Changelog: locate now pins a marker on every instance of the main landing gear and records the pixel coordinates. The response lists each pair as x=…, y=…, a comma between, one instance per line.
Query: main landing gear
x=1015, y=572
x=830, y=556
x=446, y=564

* _What to work on_
Each entry in the listing is to be output exactly as given.

* _Task answer_
Changelog: locate now pins a marker on every instance of the main landing gear and records the pixel coordinates. The response lists each pair as x=…, y=…, a comma between, one instance per line.
Query: main landing gear
x=1015, y=572
x=830, y=556
x=446, y=564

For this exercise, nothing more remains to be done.